[Start]

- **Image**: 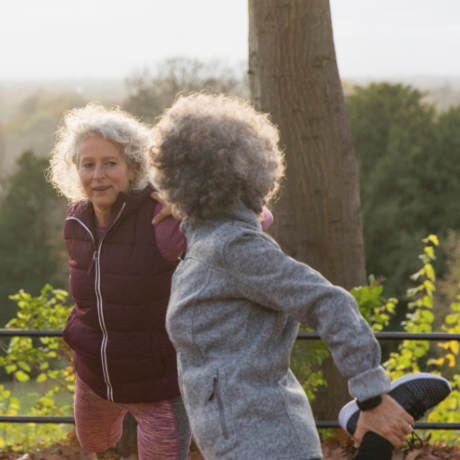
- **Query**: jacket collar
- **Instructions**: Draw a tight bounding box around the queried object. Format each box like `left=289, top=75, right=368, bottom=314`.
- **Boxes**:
left=67, top=184, right=155, bottom=234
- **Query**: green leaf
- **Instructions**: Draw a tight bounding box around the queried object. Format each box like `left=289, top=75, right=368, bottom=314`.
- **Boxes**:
left=37, top=373, right=48, bottom=383
left=5, top=364, right=18, bottom=374
left=18, top=361, right=32, bottom=372
left=14, top=371, right=29, bottom=382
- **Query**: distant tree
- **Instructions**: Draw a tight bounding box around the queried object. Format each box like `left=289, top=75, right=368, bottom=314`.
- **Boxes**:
left=0, top=152, right=67, bottom=327
left=4, top=91, right=87, bottom=168
left=0, top=124, right=6, bottom=177
left=123, top=58, right=248, bottom=123
left=347, top=83, right=460, bottom=296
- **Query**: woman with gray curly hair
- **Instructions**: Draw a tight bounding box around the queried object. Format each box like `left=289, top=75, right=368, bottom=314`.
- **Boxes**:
left=50, top=104, right=190, bottom=460
left=150, top=94, right=413, bottom=460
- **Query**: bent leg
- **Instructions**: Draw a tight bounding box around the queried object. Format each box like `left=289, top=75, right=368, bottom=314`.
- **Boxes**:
left=129, top=396, right=190, bottom=460
left=75, top=378, right=128, bottom=452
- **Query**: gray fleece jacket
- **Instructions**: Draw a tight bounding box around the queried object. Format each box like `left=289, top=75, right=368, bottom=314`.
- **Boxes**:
left=166, top=205, right=390, bottom=460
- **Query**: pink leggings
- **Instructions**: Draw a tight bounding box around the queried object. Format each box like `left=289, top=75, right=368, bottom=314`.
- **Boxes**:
left=75, top=378, right=190, bottom=460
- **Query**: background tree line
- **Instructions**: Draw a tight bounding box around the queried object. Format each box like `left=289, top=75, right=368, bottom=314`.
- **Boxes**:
left=0, top=59, right=460, bottom=344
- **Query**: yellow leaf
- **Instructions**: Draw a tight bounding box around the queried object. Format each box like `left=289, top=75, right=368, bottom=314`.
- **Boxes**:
left=446, top=353, right=455, bottom=367
left=427, top=235, right=439, bottom=246
left=425, top=264, right=436, bottom=281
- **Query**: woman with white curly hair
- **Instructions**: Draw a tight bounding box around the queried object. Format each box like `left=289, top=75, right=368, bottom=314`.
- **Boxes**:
left=50, top=104, right=190, bottom=460
left=150, top=94, right=420, bottom=460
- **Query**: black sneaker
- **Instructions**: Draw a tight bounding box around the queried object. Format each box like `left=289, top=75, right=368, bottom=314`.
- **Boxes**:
left=339, top=372, right=452, bottom=436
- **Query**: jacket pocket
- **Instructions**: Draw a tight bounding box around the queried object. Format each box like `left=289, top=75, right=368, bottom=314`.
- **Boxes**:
left=209, top=371, right=230, bottom=441
left=182, top=369, right=237, bottom=458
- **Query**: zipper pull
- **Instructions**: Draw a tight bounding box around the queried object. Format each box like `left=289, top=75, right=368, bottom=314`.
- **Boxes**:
left=86, top=251, right=97, bottom=276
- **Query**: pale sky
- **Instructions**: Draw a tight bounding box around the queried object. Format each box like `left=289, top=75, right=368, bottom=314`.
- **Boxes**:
left=0, top=0, right=460, bottom=80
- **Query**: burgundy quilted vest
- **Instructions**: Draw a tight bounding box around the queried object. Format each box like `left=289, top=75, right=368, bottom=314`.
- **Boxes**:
left=64, top=186, right=180, bottom=403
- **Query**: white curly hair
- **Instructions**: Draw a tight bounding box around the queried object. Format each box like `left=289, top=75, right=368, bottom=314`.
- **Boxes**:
left=48, top=103, right=149, bottom=204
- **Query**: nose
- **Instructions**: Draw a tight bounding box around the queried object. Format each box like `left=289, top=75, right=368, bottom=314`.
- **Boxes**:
left=93, top=164, right=105, bottom=180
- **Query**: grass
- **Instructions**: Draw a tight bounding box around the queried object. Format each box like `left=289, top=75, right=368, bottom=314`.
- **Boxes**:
left=0, top=380, right=73, bottom=415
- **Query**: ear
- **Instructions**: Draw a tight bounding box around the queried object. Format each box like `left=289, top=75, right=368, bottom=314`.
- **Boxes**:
left=128, top=163, right=139, bottom=182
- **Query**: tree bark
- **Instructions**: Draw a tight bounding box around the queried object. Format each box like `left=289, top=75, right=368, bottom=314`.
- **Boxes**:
left=249, top=0, right=366, bottom=419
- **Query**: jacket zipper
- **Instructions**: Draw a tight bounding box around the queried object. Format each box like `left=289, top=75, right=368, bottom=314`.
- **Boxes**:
left=66, top=203, right=126, bottom=402
left=210, top=371, right=229, bottom=440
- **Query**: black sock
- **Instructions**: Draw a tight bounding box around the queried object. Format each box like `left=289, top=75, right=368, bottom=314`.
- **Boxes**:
left=354, top=431, right=394, bottom=460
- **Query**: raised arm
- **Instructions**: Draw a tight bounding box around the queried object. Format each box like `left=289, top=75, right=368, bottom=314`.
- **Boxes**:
left=223, top=231, right=390, bottom=400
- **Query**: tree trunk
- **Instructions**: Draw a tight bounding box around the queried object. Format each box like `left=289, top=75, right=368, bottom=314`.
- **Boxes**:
left=117, top=412, right=137, bottom=459
left=249, top=0, right=366, bottom=419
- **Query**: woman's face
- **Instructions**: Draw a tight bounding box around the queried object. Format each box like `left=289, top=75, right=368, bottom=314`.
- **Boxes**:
left=78, top=137, right=136, bottom=208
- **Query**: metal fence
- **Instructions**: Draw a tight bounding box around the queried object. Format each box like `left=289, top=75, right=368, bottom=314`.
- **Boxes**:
left=0, top=329, right=460, bottom=430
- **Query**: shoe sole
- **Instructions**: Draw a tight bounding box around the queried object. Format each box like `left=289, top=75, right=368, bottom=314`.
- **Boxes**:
left=339, top=372, right=452, bottom=436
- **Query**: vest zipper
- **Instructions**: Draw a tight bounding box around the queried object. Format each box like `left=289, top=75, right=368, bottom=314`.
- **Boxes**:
left=210, top=371, right=229, bottom=440
left=66, top=203, right=126, bottom=402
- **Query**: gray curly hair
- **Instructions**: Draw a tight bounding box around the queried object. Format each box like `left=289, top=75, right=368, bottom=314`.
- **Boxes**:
left=48, top=103, right=150, bottom=203
left=150, top=93, right=284, bottom=221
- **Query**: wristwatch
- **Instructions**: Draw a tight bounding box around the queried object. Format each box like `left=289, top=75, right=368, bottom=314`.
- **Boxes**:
left=356, top=395, right=382, bottom=412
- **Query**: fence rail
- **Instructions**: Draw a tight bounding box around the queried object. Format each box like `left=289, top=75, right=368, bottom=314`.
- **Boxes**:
left=0, top=329, right=460, bottom=430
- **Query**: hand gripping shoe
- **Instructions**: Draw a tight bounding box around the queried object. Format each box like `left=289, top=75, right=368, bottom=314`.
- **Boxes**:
left=339, top=372, right=452, bottom=436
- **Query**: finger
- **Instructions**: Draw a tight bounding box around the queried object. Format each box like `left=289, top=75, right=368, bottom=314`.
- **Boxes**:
left=150, top=192, right=165, bottom=204
left=152, top=209, right=171, bottom=225
left=353, top=428, right=365, bottom=449
left=385, top=433, right=406, bottom=448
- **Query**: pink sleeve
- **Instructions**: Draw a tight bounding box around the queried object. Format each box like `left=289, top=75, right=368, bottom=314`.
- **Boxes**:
left=260, top=206, right=273, bottom=232
left=154, top=203, right=186, bottom=262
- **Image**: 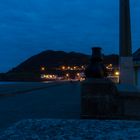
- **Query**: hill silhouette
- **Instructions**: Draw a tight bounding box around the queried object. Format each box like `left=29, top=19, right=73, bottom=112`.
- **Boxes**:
left=0, top=50, right=118, bottom=81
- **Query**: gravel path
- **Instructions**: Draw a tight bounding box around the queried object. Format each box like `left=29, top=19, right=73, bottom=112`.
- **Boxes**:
left=0, top=119, right=140, bottom=140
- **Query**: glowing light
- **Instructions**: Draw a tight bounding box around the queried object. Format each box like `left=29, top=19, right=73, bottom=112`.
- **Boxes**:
left=62, top=66, right=66, bottom=70
left=66, top=73, right=69, bottom=77
left=41, top=67, right=45, bottom=71
left=77, top=73, right=80, bottom=76
left=115, top=71, right=120, bottom=76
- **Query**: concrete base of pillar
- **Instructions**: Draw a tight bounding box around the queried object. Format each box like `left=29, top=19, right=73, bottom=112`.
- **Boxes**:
left=120, top=57, right=135, bottom=85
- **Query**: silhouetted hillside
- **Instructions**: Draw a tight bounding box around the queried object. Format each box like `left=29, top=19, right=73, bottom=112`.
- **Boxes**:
left=9, top=50, right=89, bottom=72
left=0, top=50, right=118, bottom=81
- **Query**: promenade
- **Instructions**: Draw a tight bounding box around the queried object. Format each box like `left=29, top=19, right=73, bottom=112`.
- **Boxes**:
left=0, top=82, right=80, bottom=129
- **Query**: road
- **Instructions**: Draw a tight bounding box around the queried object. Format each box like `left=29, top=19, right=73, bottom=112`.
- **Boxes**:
left=0, top=83, right=80, bottom=129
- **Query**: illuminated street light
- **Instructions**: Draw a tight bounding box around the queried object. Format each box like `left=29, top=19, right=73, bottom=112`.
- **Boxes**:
left=41, top=67, right=45, bottom=71
left=115, top=71, right=120, bottom=76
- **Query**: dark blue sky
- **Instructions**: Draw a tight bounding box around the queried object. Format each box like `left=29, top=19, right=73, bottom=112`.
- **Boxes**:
left=0, top=0, right=140, bottom=72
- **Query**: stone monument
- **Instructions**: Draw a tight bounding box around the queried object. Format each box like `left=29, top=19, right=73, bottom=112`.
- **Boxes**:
left=120, top=0, right=135, bottom=85
left=81, top=47, right=118, bottom=118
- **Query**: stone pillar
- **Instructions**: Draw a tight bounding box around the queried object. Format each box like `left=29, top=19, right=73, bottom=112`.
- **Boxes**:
left=120, top=0, right=135, bottom=85
left=81, top=47, right=120, bottom=118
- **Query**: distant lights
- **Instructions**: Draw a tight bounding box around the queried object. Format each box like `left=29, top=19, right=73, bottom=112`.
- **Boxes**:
left=115, top=71, right=120, bottom=76
left=41, top=67, right=45, bottom=71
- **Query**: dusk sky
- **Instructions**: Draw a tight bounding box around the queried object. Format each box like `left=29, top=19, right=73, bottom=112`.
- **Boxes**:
left=0, top=0, right=140, bottom=72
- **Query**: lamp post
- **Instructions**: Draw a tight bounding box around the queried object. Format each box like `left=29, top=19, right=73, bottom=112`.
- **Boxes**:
left=120, top=0, right=135, bottom=85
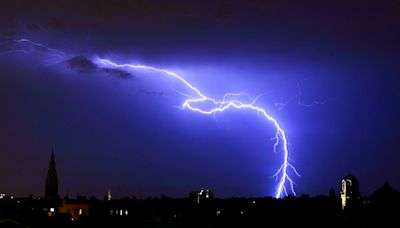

[End]

| GIVEN PROBLEM |
Could you rewrite everything in the listing above, from the line containing "- **Query**: wristwatch" down to the line containing "left=154, top=203, right=186, bottom=262", both included, as a JSON list of strings with one string per line and blank lines left out?

| ANSWER TO THE EXERCISE |
[
  "- **Query**: wristwatch",
  "- **Instructions**: Draw a tight bounding box around the queried object. Format each box like `left=289, top=75, right=368, bottom=314`.",
  "- **Boxes**:",
  "left=356, top=395, right=382, bottom=412",
  "- **Query**: fence rail",
  "- **Instructions**: Draw a tight bounding box around the queried object. Format each box like `left=289, top=75, right=368, bottom=314`.",
  "- **Boxes**:",
  "left=0, top=329, right=460, bottom=430",
  "- **Query**: hand gripping shoe",
  "- **Instructions**: Draw a tight bounding box around the queried object. Format each box like `left=289, top=75, right=368, bottom=314`.",
  "- **Boxes**:",
  "left=339, top=372, right=452, bottom=436",
  "- **Query**: finger",
  "- **Instructions**: Draw a tight bounding box around the queried object. Format each box like `left=289, top=75, right=368, bottom=314`.",
  "- **Boxes**:",
  "left=150, top=192, right=165, bottom=204",
  "left=152, top=209, right=171, bottom=225",
  "left=353, top=428, right=365, bottom=449",
  "left=385, top=433, right=406, bottom=448",
  "- **Query**: pink sleeve",
  "- **Instructions**: Draw a tight bounding box around the queried object. Format each box like `left=289, top=75, right=368, bottom=314`.",
  "- **Boxes**:",
  "left=260, top=206, right=273, bottom=232",
  "left=154, top=203, right=186, bottom=262"
]